Code Monkey home page Code Monkey logo

Comments (13)

Jojo-1000 avatar Jojo-1000 commented on June 1, 2024 1

@FanDjango

The only change: One additional LoadLibrary call, throwing away the returned pointer

I can kind of see why: Load library and Free library are also reference counted, so by loading twice you never actually unload the library.

For now I think it is best to just keep it loaded, especially if it is slow to free and someone uses many sequential connections. Maybe someone will figure out why this is broken in the future, maybe not. I think we can live with the small RAM overhead.
From what I can tell, DllImport would also not unload it after use.

from fluentftp.gnutls.

FanDjango avatar FanDjango commented on June 1, 2024

@fredericDelaporte 533, once a minute is about 8 hours?

from fluentftp.gnutls.

fredericDelaporte avatar fredericDelaporte commented on June 1, 2024

Yes, it is about 8 hours. Still in my case it was not a stable time between failures, so not a stable count of init/deinit. Maybe there is some differences in the crash when the init/deinit is done in a loop doing nothing else without any wait time, and when it is done in an app actually using the FTP connection (calling DownloadDirectory once before closing) and waiting one minute before doing it again.

→ **Bounding-box records**
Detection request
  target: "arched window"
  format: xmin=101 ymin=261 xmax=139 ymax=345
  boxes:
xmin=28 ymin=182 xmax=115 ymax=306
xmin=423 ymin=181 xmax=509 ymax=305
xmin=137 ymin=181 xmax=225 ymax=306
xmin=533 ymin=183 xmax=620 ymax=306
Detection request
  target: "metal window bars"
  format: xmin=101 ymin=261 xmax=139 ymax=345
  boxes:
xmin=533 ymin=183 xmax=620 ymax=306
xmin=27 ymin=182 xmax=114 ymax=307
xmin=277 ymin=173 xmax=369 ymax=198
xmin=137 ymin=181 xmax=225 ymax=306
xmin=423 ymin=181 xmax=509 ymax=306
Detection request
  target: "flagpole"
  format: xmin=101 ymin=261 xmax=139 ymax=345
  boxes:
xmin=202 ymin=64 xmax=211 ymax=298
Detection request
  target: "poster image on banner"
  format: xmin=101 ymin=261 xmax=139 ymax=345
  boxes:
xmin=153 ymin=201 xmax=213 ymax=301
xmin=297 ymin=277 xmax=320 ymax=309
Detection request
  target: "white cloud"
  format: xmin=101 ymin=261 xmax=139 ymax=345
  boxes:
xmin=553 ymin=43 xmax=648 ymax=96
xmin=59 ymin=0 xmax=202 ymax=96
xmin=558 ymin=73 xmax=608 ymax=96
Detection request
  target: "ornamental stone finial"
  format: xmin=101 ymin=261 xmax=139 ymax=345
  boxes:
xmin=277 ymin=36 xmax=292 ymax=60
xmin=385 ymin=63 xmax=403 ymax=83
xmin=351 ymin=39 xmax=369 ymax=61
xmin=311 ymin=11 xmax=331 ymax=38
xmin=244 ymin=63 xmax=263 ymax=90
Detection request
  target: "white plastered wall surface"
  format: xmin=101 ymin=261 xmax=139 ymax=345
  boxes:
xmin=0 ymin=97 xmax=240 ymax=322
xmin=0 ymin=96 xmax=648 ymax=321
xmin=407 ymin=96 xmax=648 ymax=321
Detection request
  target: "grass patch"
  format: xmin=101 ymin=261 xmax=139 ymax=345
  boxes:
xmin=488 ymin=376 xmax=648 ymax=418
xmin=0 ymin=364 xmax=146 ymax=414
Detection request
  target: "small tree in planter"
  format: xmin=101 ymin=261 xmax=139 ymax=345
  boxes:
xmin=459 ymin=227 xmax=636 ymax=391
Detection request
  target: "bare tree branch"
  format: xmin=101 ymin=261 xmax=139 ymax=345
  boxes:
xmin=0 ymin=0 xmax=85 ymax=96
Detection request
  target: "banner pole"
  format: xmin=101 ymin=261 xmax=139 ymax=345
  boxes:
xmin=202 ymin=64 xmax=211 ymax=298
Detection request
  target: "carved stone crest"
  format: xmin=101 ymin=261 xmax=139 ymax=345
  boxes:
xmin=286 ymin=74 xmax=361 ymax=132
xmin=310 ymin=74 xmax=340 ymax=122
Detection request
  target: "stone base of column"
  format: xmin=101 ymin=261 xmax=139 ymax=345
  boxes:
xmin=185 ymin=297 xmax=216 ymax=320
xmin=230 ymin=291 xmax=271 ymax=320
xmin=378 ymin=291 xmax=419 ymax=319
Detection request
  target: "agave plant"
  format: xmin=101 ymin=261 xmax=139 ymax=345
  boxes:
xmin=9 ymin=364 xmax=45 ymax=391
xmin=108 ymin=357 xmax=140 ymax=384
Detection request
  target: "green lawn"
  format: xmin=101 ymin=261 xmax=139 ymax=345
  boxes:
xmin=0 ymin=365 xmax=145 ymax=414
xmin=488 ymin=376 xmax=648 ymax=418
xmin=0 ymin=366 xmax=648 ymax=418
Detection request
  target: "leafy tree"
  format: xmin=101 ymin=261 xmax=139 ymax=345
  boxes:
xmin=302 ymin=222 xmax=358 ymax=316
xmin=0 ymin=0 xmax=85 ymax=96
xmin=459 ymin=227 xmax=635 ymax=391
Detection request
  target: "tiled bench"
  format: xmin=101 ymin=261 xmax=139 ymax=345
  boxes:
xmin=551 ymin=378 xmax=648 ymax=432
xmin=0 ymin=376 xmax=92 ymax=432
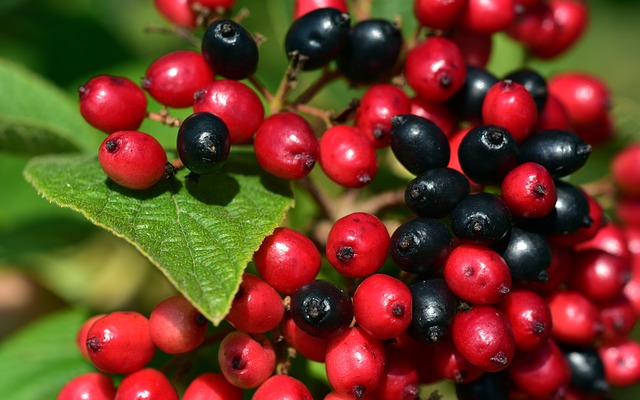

→ **AIM**
Write out the forum thread from "Comments (13)" up to and including "small RAM overhead.", substituting "memory" for "RAM". Rely on the forum thread alone.

→ **FINISHED TASK**
Comments (13)

Jojo-1000 avatar Jojo-1000 commented on June 1, 2024 1

@FanDjango

The only change: One additional LoadLibrary call, throwing away the returned pointer

I can kind of see why: Load library and Free library are also reference counted, so by loading twice you never actually unload the library.

For now I think it is best to just keep it loaded, especially if it is slow to free and someone uses many sequential connections. Maybe someone will figure out why this is broken in the future, maybe not. I think we can live with the small memory overhead.